• **EXTRACTED MATERIAL**
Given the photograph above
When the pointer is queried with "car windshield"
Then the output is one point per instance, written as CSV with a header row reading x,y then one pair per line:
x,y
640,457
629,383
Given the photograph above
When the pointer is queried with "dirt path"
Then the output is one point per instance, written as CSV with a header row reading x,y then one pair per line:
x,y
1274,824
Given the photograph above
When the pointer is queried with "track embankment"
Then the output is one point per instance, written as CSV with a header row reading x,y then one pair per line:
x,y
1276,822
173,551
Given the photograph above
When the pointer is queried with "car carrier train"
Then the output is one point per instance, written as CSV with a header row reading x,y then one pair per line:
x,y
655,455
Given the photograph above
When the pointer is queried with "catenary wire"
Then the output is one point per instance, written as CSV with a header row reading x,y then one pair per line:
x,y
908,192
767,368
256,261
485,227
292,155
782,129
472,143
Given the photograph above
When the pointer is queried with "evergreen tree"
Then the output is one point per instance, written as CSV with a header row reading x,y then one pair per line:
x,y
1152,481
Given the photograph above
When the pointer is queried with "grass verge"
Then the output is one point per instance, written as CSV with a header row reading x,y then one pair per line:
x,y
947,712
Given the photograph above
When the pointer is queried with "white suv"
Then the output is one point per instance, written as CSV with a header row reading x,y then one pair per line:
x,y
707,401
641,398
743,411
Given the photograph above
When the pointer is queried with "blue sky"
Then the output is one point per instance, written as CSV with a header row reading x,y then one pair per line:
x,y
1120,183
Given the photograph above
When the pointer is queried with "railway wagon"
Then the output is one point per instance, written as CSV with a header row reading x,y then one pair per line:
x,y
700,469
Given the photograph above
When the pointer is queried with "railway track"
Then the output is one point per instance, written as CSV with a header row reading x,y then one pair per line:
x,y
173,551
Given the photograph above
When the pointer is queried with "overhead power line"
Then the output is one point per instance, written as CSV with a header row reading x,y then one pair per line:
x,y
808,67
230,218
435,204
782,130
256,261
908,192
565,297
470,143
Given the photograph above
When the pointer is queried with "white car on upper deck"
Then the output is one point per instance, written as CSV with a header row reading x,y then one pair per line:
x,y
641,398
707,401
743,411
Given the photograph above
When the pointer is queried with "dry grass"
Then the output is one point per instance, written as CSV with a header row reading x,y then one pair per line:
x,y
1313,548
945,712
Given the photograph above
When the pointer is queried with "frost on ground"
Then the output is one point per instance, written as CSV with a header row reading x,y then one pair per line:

• **TASK PROMPT**
Quote the material exactly, leaving nothing out.

• **ANSWER TO THE PROBLEM**
Given the photograph above
When the pointer is queried with "car windshield"
Then the output is one point per instance, written as CSV with a header row reading x,y then one pair per line:
x,y
640,457
629,383
Given the photograph above
When the pointer is queried with "dirt path"
Then the output is one point per instance, written as CSV with a header row reading x,y then one pair per line:
x,y
1274,824
Given the photograph above
When the pointer is queried with "track embankment"
Then the output is one point per instance, written as CSV with a header row reading x,y then one pair per line:
x,y
1276,822
173,551
Given the photograph above
When the pointer is queried with "car carrier train"
Then the output is one point per instance, written as CSV with a header row reading x,y then one pair per line:
x,y
655,455
Given the photograph above
When the pointer is queried with "catenary wire"
Then the output is one point per instance, written as CSV with a header row reading x,y then one pair per line:
x,y
908,192
767,368
256,261
485,227
292,155
782,129
472,143
Given the photograph above
When the pointer is queried with "evergreen tree"
Then the output is one point per instance, written as CSV with a header row reading x,y then one pair per line:
x,y
1152,481
Given the photograph above
When the pointer is queried with "grass verge"
Then the output is one point per instance, written as CSV with a header row reading x,y then one pair per line:
x,y
947,712
Given the photograph above
When the pointer is queried with "white suv"
Then the output is one point per instance, written as CSV with a header row reading x,y then one pair per line:
x,y
707,401
641,398
743,411
Given the photograph above
When the pointer is queried with "blue sky"
Then the output is one point per instance, written as CSV with a header row reading x,y then one pair per line:
x,y
1120,183
Given the photograph above
When the pointer is queried with "railway wagon"
Then the output is one point per instance, written as CSV with a header row reading x,y then one pair per line:
x,y
700,469
Given the photograph above
When the pointer is queried with "railway track"
Then the output is one point per instance, written as CSV with a header row reading x,y then one pair per line:
x,y
173,551
Given the photograph above
When the pointer is queried with "overhead power line"
Then the output is one point per instance, written as CSV with a header row reading x,y then one pair per line:
x,y
808,67
230,218
435,204
782,130
256,261
908,192
565,297
470,143
Given the photograph above
When the pointer is queried with "white car on upper deck"
Then the output is one point per instance, written as CSV with a header row reading x,y then one pair per line:
x,y
641,398
707,401
743,411
Given the photograph above
When the pointer is queried with "dry grass"
Then the output is one point per instance, written as CSV with a header row reading x,y then one pair per line:
x,y
1313,548
945,712
Given the photograph above
When the pointer is queried with "frost on ground"
Then the output is one point per instance, written as CSV with a header row reading x,y then one pair per line:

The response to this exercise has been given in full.